* EXERCISE A: According to the email header below, which function does the patch introduce?

[EXTRACT — start]

All of lore.kernel.org
 help / color / mirror / Atom feed
From: Greg Kroah-Hartman <gregkh@linuxfoundation.org>
To: linux-kernel@vger.kernel.org
Cc: Greg Kroah-Hartman <gregkh@linuxfoundation.org>,
	stable@vger.kernel.org, Erwin Tsaur <erwin.tsaur@intel.com>,
	0day robot <lkp@intel.com>,
	Dan Williams <dan.j.williams@intel.com>,
	Borislav Petkov <bp@suse.de>, Tony Luck <tony.luck@intel.com>
Subject: [PATCH 5.8 25/70] x86/copy_mc: Introduce copy_mc_enhanced_fast_string()
Date: Sat, 31 Oct 2020 12:35:57 +0100	[thread overview]
Message-ID: <20201031113500.710656518@linuxfoundation.org> (raw)
In-Reply-To: <20201031113459.481803250@linuxfoundation.org>

From: Dan Williams <dan.j.williams@intel.com>

commit 5da8e4a658109e3b7e1f45ae672b7c06ac3e7158 upstream.

[EXTRACT — finish]

* EXERCISE B: Count the lines of the listing that contain the word "rough". Give the number only.

[INPUT DATA — start]

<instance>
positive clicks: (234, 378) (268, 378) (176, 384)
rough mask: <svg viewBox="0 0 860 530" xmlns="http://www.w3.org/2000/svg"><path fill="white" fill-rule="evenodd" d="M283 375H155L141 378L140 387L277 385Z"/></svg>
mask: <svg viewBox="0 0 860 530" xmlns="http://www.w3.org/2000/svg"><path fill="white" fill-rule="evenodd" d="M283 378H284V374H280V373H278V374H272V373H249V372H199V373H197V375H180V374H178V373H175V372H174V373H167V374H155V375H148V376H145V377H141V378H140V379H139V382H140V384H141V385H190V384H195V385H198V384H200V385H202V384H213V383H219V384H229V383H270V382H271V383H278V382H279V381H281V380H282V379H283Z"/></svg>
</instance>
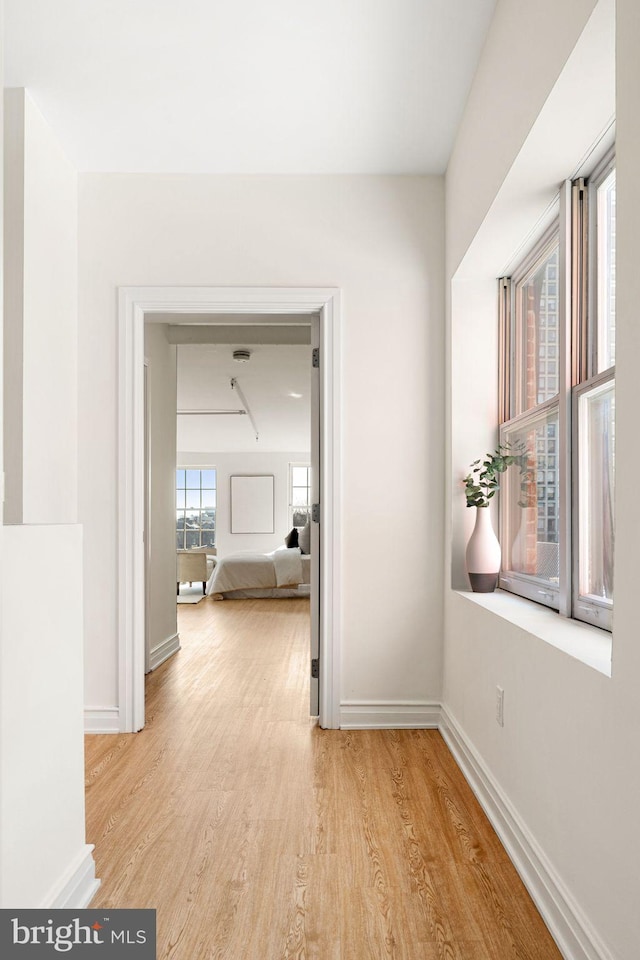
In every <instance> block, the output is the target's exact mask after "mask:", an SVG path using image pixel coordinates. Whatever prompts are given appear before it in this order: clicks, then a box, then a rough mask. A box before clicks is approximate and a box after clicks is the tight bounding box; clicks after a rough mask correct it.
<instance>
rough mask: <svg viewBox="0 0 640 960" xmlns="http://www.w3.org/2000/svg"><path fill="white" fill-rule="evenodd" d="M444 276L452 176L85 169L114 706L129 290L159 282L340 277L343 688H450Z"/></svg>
mask: <svg viewBox="0 0 640 960" xmlns="http://www.w3.org/2000/svg"><path fill="white" fill-rule="evenodd" d="M442 276H443V183H442V180H441V179H440V178H428V177H425V178H420V177H417V178H414V177H322V176H318V177H209V176H198V177H188V176H127V175H114V176H109V175H100V174H95V175H82V176H81V178H80V287H79V289H80V316H81V334H80V358H81V371H82V373H81V384H80V392H81V424H80V446H81V451H82V452H81V464H80V476H81V478H85V479H84V480H83V481H82V483H81V490H80V504H81V507H80V509H81V517H82V520H83V522H84V523H85V536H86V540H87V544H88V546H87V551H86V566H85V575H86V594H85V598H86V609H87V621H86V622H87V624H88V627H89V628H90V632H91V635H90V637H89V641H88V657H87V677H86V692H87V698H88V701H89V702H90V703H104V704H111V705H113V704H116V703H117V678H116V670H117V654H116V636H117V625H116V612H117V598H116V553H115V531H116V528H117V524H116V489H115V465H116V445H115V444H116V317H115V304H116V298H115V291H116V288H117V287H118V286H119V285H147V284H183V285H190V284H204V285H206V284H214V285H265V286H273V285H276V286H304V287H308V286H337V287H340V288H341V289H342V291H343V295H344V301H343V302H344V314H343V331H342V343H341V346H342V352H343V378H344V379H343V385H342V389H343V398H344V408H343V422H344V450H343V463H344V477H343V516H344V525H343V530H342V550H343V557H344V563H343V570H344V581H343V597H344V603H343V622H342V636H343V663H342V670H343V681H344V682H343V691H342V696H343V698H345V699H350V700H367V701H375V702H378V701H380V700H384V701H387V702H389V701H390V702H397V701H407V700H409V701H419V702H420V703H422V702H423V701H425V700H429V699H437V698H438V697H439V694H440V677H441V632H442V618H441V605H442V590H441V587H442V565H441V555H442V550H441V547H442V520H443V517H442V510H441V509H440V507H439V504H440V503H441V501H442V469H441V463H442V455H443V424H442V421H443V416H442V415H443V362H442V358H443V321H442V318H443V309H444V305H443V295H442ZM96 424H99V425H100V429H99V430H97V429H96ZM89 476H92V477H93V478H94V479H93V480H92V482H91V483H89V482H88V477H89ZM390 557H391V559H390ZM399 611H400V612H399Z"/></svg>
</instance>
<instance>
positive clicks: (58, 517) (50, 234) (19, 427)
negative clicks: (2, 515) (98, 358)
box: [4, 90, 78, 523]
mask: <svg viewBox="0 0 640 960" xmlns="http://www.w3.org/2000/svg"><path fill="white" fill-rule="evenodd" d="M5 96H6V104H7V112H6V124H7V140H8V142H9V143H10V144H11V148H10V150H9V151H8V154H7V160H8V164H7V170H6V189H7V196H8V198H9V204H8V206H9V211H10V216H9V217H8V218H7V227H8V229H9V231H10V234H11V243H10V244H7V245H6V248H7V250H8V251H9V257H10V259H9V262H8V265H7V266H8V270H7V281H8V282H7V291H8V294H9V296H8V301H7V308H8V309H7V316H6V323H7V334H8V338H7V341H6V343H5V356H4V362H5V395H6V404H7V410H6V417H5V422H6V424H7V427H8V430H7V442H8V445H9V446H8V450H7V453H8V454H10V455H8V456H7V457H6V470H7V474H8V483H7V486H8V502H7V511H6V514H5V519H6V521H7V522H16V523H20V522H25V523H47V522H51V521H55V522H67V523H73V522H74V521H75V520H76V518H77V473H78V461H77V362H78V361H77V323H78V319H77V299H78V285H77V177H76V173H75V171H74V169H73V167H72V166H71V164H70V163H69V161H68V160H67V158H66V157H65V156H64V154H63V153H62V150H61V149H60V146H59V145H58V143H57V141H56V139H55V137H54V135H53V132H52V130H51V128H50V127H49V125H48V124H47V123H46V121H45V120H44V118H43V117H42V115H41V114H40V112H39V111H38V109H37V107H36V106H35V105H34V103H33V101H32V100H31V98H30V97H29V95H28V94H26V93H25V91H24V90H9V91H6V94H5ZM44 464H46V469H45V468H43V465H44Z"/></svg>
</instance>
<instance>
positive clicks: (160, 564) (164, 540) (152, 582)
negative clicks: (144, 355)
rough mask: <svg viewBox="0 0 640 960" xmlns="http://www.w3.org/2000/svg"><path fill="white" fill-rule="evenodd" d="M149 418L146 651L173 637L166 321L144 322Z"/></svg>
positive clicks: (174, 475)
mask: <svg viewBox="0 0 640 960" xmlns="http://www.w3.org/2000/svg"><path fill="white" fill-rule="evenodd" d="M144 352H145V360H147V361H148V364H147V390H148V394H147V396H148V408H149V409H148V420H149V461H150V470H149V475H150V485H149V514H150V524H149V527H150V529H149V531H148V536H149V541H148V546H149V564H148V571H147V574H148V577H149V584H148V590H149V606H148V611H149V623H148V624H147V631H148V638H149V653H150V655H151V662H152V663H153V662H155V656H154V651H157V650H158V648H163V647H164V646H165V645H166V644H167V642H170V641H171V640H173V639H174V638H175V637H176V636H177V632H178V624H177V616H176V521H175V516H176V381H177V376H176V373H177V369H176V348H175V346H173V345H172V344H170V343H169V341H168V340H167V328H166V325H165V324H146V325H145V331H144Z"/></svg>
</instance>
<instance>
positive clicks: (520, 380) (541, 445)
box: [500, 157, 616, 629]
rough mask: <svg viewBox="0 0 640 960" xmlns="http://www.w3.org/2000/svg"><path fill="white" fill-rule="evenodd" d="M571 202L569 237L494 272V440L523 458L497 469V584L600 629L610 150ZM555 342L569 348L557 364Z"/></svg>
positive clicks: (607, 308)
mask: <svg viewBox="0 0 640 960" xmlns="http://www.w3.org/2000/svg"><path fill="white" fill-rule="evenodd" d="M571 202H572V205H573V206H572V211H573V214H572V215H573V224H574V226H573V238H572V241H571V242H570V243H569V244H568V245H567V249H565V250H561V247H560V240H559V230H558V227H557V226H556V227H555V228H551V230H550V231H549V232H548V233H547V235H546V236H545V237H544V238H542V240H541V241H540V242H539V244H538V245H537V247H535V248H533V249H532V250H531V251H530V253H529V255H528V256H527V257H526V258H525V259H524V260H523V263H522V266H521V267H520V268H519V269H517V270H515V271H514V276H513V277H512V278H508V279H503V280H502V281H501V289H504V290H506V291H507V294H508V295H507V297H506V300H505V304H506V307H505V308H504V313H503V333H502V334H501V340H502V343H503V353H502V359H501V364H502V377H503V383H504V385H505V388H504V410H503V413H502V418H503V422H502V424H501V428H500V439H501V441H502V442H503V443H506V444H509V446H510V449H511V450H512V451H513V452H517V451H520V452H521V453H522V456H523V458H524V459H523V463H522V469H521V470H520V471H518V470H516V469H514V470H511V471H509V472H508V474H507V475H506V476H505V478H504V481H503V484H502V493H501V502H500V507H501V546H502V553H503V574H502V575H501V580H500V585H501V586H502V587H503V588H505V589H508V590H511V591H513V592H515V593H519V594H521V595H522V596H526V597H528V598H530V599H533V600H536V601H538V602H540V603H545V604H547V605H548V606H551V607H554V608H555V609H559V610H560V611H561V612H562V613H564V614H565V615H567V616H573V617H575V618H576V619H583V620H586V621H587V622H590V623H595V624H597V625H599V626H604V627H607V628H609V629H610V626H611V614H612V601H613V552H614V515H613V508H614V484H615V367H614V363H615V314H616V309H615V307H616V274H615V251H616V177H615V167H614V165H613V158H612V157H610V158H609V159H607V160H605V161H603V162H602V164H601V166H600V167H599V168H598V170H597V171H596V172H595V174H594V176H593V178H592V181H591V182H588V181H585V180H582V179H580V180H576V181H575V182H574V183H573V185H572V187H571ZM561 263H563V264H566V270H567V274H566V276H565V277H564V284H565V286H564V289H566V290H569V291H570V292H571V308H570V310H563V309H562V304H561V301H560V296H559V294H560V284H561V280H562V278H561V276H560V265H561ZM576 278H578V279H576ZM582 278H584V279H582ZM509 291H510V293H509ZM561 343H563V344H564V343H566V344H567V345H568V350H569V355H568V357H567V364H566V368H565V369H561V363H560V361H561V356H560V350H561ZM564 411H570V412H567V413H565V412H564ZM563 504H564V505H566V508H564V509H563ZM563 544H565V545H566V549H565V551H564V556H565V557H567V558H568V559H567V562H565V561H564V560H562V549H563Z"/></svg>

[INPUT DATA — finish]

* RESPONSE AREA A: copy_mc_enhanced_fast_string()

* RESPONSE AREA B: 5